● **Stated problem**
Locate "of the grebe" in the listing. Transcribe the line that contains it and every line that follows, through the last, omitting all pictures.

"""

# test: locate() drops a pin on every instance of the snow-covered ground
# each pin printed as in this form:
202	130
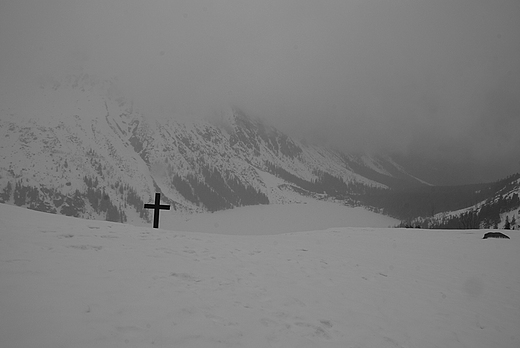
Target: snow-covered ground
68	282
307	215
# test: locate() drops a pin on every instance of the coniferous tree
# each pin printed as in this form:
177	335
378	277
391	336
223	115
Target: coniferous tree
507	224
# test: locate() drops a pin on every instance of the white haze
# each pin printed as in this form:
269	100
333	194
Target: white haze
434	79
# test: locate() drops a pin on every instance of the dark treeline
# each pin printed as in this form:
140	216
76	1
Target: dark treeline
216	192
487	216
406	204
324	183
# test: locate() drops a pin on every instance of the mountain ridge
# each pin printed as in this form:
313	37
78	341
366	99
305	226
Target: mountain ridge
81	148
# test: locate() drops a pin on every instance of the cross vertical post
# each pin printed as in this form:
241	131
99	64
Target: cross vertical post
156	208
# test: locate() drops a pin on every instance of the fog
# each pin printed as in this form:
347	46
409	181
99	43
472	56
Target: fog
437	80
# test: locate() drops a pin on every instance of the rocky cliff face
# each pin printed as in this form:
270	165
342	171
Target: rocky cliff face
79	149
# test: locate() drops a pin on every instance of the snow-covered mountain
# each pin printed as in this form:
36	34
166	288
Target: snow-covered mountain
498	207
78	147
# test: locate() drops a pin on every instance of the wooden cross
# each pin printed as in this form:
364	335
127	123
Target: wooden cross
156	207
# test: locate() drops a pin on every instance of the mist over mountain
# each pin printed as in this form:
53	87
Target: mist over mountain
437	82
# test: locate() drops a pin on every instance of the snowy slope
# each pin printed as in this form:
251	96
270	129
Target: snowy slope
81	127
68	282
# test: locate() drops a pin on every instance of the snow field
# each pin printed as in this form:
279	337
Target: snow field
68	282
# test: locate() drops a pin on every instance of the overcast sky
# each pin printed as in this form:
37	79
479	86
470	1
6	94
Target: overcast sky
436	78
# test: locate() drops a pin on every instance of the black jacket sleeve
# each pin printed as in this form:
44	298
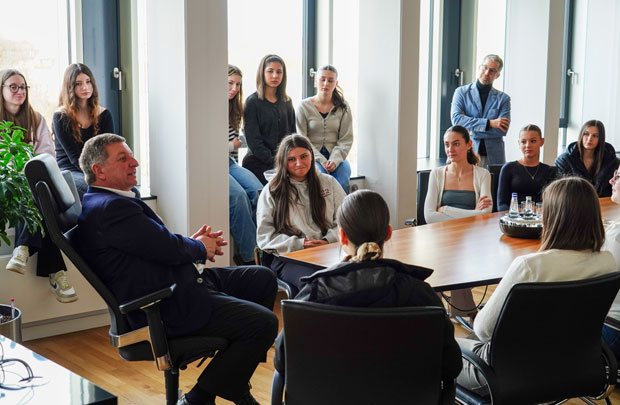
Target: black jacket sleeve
504	193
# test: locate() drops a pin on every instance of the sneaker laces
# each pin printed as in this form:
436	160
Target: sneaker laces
20	255
62	280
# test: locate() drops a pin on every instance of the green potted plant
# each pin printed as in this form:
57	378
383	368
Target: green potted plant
16	201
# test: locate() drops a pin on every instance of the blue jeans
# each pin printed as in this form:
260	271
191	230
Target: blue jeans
611	337
342	172
242	199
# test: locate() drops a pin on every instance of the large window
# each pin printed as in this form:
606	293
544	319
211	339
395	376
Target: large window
345	58
34	40
258	28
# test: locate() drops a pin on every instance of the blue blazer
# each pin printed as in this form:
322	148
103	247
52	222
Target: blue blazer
134	254
467	111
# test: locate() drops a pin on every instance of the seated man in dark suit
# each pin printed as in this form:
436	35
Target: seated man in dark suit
135	254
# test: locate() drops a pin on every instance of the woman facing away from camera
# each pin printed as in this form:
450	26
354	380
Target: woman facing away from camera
15	107
528	175
570	250
326	120
79	117
269	116
297	209
590	158
365	279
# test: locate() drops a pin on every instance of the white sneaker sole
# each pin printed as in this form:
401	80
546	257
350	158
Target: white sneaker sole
16	267
64	300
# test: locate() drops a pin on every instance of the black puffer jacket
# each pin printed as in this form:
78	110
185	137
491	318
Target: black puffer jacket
378	283
569	163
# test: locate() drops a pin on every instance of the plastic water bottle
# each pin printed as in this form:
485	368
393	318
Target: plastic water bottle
514	206
528	212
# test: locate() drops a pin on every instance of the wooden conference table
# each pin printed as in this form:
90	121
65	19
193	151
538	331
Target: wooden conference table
466	252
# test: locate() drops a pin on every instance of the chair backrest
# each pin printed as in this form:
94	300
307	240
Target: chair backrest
423	176
551	333
494	170
338	355
58	200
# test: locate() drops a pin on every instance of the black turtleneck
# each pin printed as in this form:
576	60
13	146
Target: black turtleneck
484	90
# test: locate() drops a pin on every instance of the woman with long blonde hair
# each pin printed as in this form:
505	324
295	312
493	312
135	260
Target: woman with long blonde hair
79	117
15	107
243	186
570	249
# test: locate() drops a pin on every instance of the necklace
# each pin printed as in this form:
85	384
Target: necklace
530	174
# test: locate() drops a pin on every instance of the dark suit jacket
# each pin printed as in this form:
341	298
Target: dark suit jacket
134	254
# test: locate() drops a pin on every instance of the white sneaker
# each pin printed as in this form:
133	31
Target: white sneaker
61	287
19	260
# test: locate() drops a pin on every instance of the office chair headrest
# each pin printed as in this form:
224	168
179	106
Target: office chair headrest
44	168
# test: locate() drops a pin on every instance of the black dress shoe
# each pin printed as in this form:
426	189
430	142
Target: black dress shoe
246	399
184	401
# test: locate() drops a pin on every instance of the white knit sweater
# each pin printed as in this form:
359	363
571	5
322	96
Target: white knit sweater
300	215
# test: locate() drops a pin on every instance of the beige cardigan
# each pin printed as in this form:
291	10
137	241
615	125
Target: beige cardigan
335	131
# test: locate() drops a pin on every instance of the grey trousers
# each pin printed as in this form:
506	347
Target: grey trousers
469	377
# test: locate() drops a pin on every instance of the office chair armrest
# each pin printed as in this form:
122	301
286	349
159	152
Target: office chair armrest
147	300
610	359
482	367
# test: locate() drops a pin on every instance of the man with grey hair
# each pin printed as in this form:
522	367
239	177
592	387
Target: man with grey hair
134	254
484	111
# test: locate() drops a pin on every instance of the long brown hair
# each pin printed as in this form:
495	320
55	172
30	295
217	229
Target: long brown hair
337	95
26	117
364	216
599	152
69	102
284	193
260	77
472	157
235	105
571	216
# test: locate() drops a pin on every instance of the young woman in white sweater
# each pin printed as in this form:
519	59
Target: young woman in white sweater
461	188
326	120
297	208
458	190
570	249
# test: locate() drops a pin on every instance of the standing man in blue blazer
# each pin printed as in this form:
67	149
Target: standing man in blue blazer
484	111
134	254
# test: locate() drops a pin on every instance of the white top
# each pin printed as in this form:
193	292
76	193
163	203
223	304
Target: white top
482	186
44	140
300	215
547	266
612	244
335	131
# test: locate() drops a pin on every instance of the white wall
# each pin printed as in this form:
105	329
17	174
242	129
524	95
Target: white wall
532	71
187	67
387	109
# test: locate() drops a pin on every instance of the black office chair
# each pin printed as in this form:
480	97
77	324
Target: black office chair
344	355
58	200
563	356
263	258
494	170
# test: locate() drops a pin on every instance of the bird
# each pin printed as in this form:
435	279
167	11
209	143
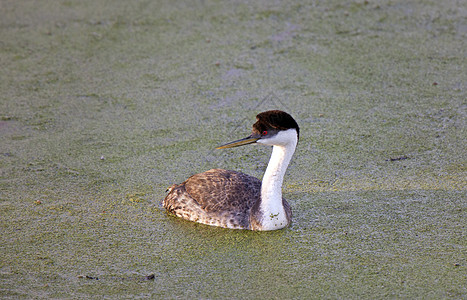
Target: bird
235	200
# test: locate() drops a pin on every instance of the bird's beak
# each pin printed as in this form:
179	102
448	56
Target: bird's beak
248	140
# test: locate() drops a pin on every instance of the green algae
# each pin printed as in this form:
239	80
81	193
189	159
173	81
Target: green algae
105	106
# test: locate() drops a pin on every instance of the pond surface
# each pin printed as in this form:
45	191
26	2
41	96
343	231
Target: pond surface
104	105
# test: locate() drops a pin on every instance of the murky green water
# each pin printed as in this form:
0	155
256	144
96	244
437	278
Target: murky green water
105	104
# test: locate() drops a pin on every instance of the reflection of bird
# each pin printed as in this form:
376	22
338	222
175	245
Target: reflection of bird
235	200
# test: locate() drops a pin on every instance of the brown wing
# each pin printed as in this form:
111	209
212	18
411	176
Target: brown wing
223	190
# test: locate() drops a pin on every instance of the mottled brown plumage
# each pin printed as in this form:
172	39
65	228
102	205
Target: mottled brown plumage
217	197
233	199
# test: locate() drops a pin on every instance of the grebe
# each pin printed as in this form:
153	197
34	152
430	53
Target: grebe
235	200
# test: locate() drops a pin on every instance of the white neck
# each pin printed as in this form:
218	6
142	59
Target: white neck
272	208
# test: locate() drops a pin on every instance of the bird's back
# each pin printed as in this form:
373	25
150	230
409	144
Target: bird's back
216	197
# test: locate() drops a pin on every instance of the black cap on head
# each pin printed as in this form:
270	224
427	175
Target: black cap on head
275	119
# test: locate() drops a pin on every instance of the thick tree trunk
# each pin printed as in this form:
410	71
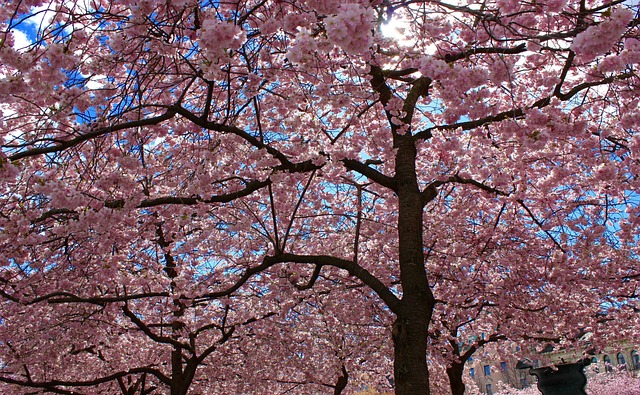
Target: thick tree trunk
411	327
454	372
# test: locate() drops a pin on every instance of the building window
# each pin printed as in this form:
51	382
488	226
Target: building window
489	389
607	364
622	363
635	360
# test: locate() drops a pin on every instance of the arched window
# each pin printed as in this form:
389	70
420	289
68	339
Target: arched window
607	364
622	362
635	360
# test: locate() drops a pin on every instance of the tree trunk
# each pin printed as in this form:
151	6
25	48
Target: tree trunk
455	372
410	329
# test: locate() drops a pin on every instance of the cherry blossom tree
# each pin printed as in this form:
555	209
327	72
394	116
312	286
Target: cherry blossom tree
178	176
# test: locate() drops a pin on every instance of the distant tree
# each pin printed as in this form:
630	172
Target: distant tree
176	174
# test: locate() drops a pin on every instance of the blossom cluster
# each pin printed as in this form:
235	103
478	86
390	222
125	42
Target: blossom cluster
598	39
351	29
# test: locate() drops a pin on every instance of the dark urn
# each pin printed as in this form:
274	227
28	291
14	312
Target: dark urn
565	379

"""

● **Exercise result**
# test: locate() drops a pin on every instance of the grebe
# each pin printed as in this form:
153	197
34	152
430	53
Target: grebe
235	200
# test: locate() drops a pin on every instance of the white neck
# each pin printed as in this form:
218	6
142	59
Target: white neck
272	208
# test: locate() drops a pin on every instance of the bird's back
# each pin printed as in this form:
373	25
150	230
409	144
Target: bird's back
216	197
# test: locate() drops a pin on every instance of the black cap on head
# each pin printed as in this form:
270	224
427	175
Target: black cap on head
275	119
# test: locate() drops a pin on every instance of the thick tree trunk
# each pin printed as in this form:
410	71
Target: thick tree trunk
411	327
454	372
# test: locate() drops a pin on every instance of the building window
# each pin printed as in this form:
51	382
488	226
Target: building window
489	389
607	364
622	363
635	360
# test: locate() drops a pin on every instance of the arched window
# each pin printed as in this form:
389	70
420	289
68	339
Target: arched window
607	364
622	362
635	360
# test: locate() drops a pin on every instance of the tree trunk
# each pin printed as in this form:
151	6
25	48
Target: tree trunk
455	372
410	329
# test: locate() drops a pin on every instance of the cherry blossom tree
# each pin printed as in this form:
555	209
327	72
394	116
312	286
Target: cherry blossom tree
178	176
# test: locate() drops a pin on every instance of the distant tree
# each pin printed as in this form:
630	172
Target: distant tree
176	174
# test: locate() drops a pin on every instance of the blossom cluster
# each pin printed as in this form:
235	103
478	86
390	222
125	42
Target: blossom cluster
598	39
351	29
# test: locate() drops a pin on every instance of the dark urn
# each pin printed as in this form:
274	227
28	291
14	312
Target: dark urn
565	379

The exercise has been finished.